## DATA EXCERPTS:
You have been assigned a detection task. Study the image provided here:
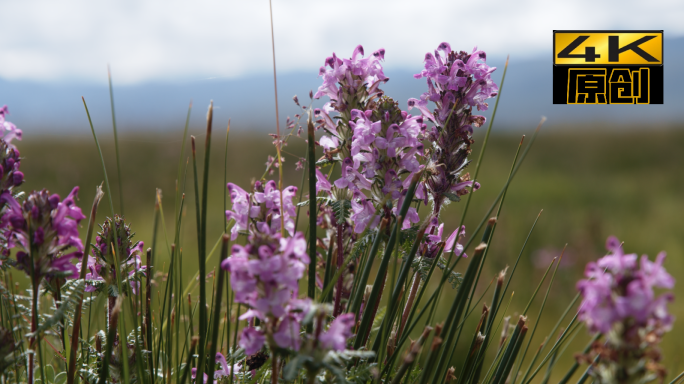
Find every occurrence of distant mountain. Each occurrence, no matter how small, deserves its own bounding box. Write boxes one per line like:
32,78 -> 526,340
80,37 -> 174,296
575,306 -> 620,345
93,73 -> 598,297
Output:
0,38 -> 684,134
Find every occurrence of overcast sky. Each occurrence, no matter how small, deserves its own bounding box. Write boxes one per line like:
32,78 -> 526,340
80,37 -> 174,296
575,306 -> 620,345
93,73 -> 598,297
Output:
0,0 -> 684,84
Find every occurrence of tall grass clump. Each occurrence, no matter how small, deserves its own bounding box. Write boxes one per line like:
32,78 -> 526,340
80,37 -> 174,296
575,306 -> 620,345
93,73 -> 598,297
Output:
0,37 -> 681,384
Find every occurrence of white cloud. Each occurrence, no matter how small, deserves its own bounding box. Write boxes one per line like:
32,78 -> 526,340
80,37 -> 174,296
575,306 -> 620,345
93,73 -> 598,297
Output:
0,0 -> 684,83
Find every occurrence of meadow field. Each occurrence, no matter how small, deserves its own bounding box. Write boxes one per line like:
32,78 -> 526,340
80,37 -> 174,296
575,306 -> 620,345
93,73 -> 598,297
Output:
8,123 -> 684,377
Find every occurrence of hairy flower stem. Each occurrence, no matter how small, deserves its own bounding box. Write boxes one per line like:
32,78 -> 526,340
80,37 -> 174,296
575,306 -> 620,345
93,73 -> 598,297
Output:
333,223 -> 344,317
271,354 -> 278,384
27,278 -> 42,384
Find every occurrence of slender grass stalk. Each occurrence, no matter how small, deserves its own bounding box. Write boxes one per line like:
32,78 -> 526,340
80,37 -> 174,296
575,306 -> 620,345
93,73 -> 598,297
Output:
354,174 -> 421,349
525,313 -> 579,383
107,65 -> 124,216
520,293 -> 580,383
193,102 -> 214,384
181,336 -> 199,384
268,0 -> 284,240
558,333 -> 600,384
306,111 -> 317,300
382,124 -> 545,378
83,97 -> 127,384
513,248 -> 568,382
67,186 -> 104,384
438,134 -> 525,380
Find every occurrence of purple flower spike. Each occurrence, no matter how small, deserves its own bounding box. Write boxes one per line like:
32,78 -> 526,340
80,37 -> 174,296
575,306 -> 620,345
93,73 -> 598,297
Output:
577,236 -> 675,333
0,187 -> 85,281
408,43 -> 498,215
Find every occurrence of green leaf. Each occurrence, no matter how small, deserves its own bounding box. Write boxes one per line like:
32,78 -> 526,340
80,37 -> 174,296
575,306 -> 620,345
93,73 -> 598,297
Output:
27,280 -> 85,336
330,200 -> 351,225
54,372 -> 66,384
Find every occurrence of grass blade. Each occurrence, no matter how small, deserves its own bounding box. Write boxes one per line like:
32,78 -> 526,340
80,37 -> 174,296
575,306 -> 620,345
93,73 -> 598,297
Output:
67,186 -> 104,384
107,65 -> 124,216
306,111 -> 316,300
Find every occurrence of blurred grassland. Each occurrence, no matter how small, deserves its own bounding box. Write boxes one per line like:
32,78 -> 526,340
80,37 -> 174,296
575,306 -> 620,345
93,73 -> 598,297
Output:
15,126 -> 684,381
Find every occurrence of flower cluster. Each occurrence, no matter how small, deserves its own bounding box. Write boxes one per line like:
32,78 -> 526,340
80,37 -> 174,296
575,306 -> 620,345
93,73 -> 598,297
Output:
577,236 -> 675,383
314,45 -> 389,111
226,180 -> 297,240
0,105 -> 24,267
314,45 -> 389,159
221,232 -> 310,355
577,237 -> 675,333
344,96 -> 426,233
0,187 -> 85,281
408,43 -> 498,213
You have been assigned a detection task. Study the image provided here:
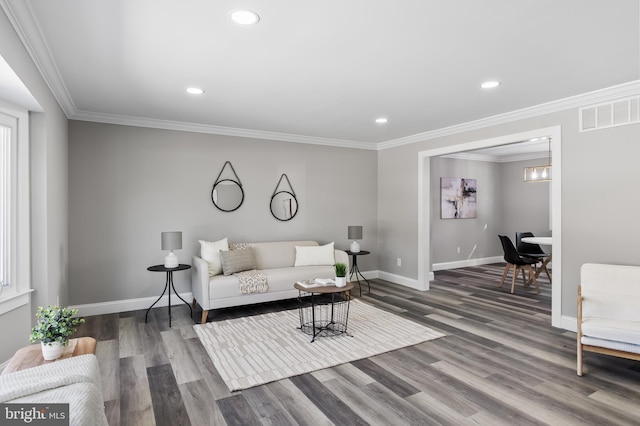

## TASK INSTRUCTIONS:
Reproduce the listing above verbatim, line by line, but omit the pictures.

## RESPONSE FOR THIS EXERCISE:
You have been assigned a detection task. Study the image provided here:
Find every occurrence of distant mountain. Each occurrence, no matter how small, deserves its own bounding box. Write boxes one per line like:
32,78 -> 526,340
80,37 -> 174,296
575,306 -> 620,345
93,73 -> 598,297
Output:
0,38 -> 684,134
Find every occurrence of overcast sky. Each occurrence, no matter how small, deserves its own bounding box. Write boxes one per line like:
32,78 -> 526,340
80,37 -> 174,296
575,306 -> 620,345
93,73 -> 598,297
Output:
0,0 -> 684,84
Find every occurrence of tall grass clump. Each occurrence, no matter how small, deserves its own bounding box. Write boxes one per line like:
32,78 -> 526,340
80,37 -> 174,296
575,306 -> 620,345
93,73 -> 598,297
Output:
0,37 -> 681,384
Find every occurrence of white cloud. Each occurrence, no matter how small, deserves its own bounding box. Write boxes one per line like:
32,78 -> 526,340
80,37 -> 174,296
575,306 -> 620,345
93,73 -> 598,297
Output:
0,0 -> 684,83
Find every occurrence of meadow field. Each occurrence, no matter how small, deserves its own bounding box. Write boxes one per line like:
32,78 -> 526,340
80,37 -> 174,296
575,306 -> 620,345
93,73 -> 598,297
Output:
8,123 -> 684,377
Find every occurrence of hairy flower stem. Each occurrence, no matter how small, deserves its own bounding box. Write boxes one per line like:
32,78 -> 526,340
80,37 -> 174,296
575,306 -> 620,345
93,73 -> 598,297
Output:
333,223 -> 344,317
271,354 -> 278,384
27,278 -> 42,384
Find every occurrence of slender grass stalk. Each occurrence, no matter how small, deserves its own bounding box. Write boxes one per line like:
32,78 -> 526,340
80,37 -> 174,296
575,306 -> 620,345
93,73 -> 598,297
Output:
354,174 -> 421,349
525,313 -> 579,383
107,65 -> 124,216
520,293 -> 580,383
193,102 -> 214,384
181,336 -> 199,384
268,0 -> 284,240
558,333 -> 600,384
306,111 -> 317,300
382,124 -> 545,378
83,97 -> 127,384
513,248 -> 568,382
67,186 -> 104,384
438,134 -> 525,380
Find every occurrence of purple flower spike. Each occurrence, no matter how small, deserves its own bounding box. Write boxes one per line like:
32,78 -> 526,340
80,37 -> 174,296
575,306 -> 620,345
93,73 -> 598,297
Output:
577,236 -> 675,333
0,187 -> 85,281
408,43 -> 498,215
Find every occurrence of green leaf. Each occurrence, no matter how small, deserves its own bounding box. Write boxes one per line like:
32,78 -> 526,340
80,37 -> 174,296
575,306 -> 620,345
93,73 -> 598,297
Output:
27,280 -> 85,336
330,200 -> 351,225
54,372 -> 66,384
Find every occurrence of grass blade. Each occurrence, no matter how small, deserves its own bounding box. Write boxes one per line like:
32,78 -> 526,340
80,37 -> 174,296
575,306 -> 620,345
93,73 -> 598,297
Output:
67,186 -> 104,384
107,65 -> 124,216
306,111 -> 316,300
Find every occurrence of blurred grassland. Each occurrence, no matter how small, deserves its own bounding box. Write boxes one per line like:
32,78 -> 526,340
80,37 -> 174,296
575,306 -> 620,345
93,73 -> 598,297
Output:
15,126 -> 684,381
Find every occurrence of flower cluster. Each occurrence, no matter how small, deserves its own bounding box. Write boxes one per line like:
32,78 -> 526,340
80,37 -> 174,296
575,306 -> 620,345
93,73 -> 598,297
Output:
577,236 -> 675,383
314,45 -> 389,111
226,180 -> 297,240
0,105 -> 24,267
314,45 -> 389,159
221,232 -> 310,355
577,237 -> 675,333
344,96 -> 426,233
0,187 -> 85,281
408,43 -> 498,213
You have been assigned a detection task. Study the image provided here:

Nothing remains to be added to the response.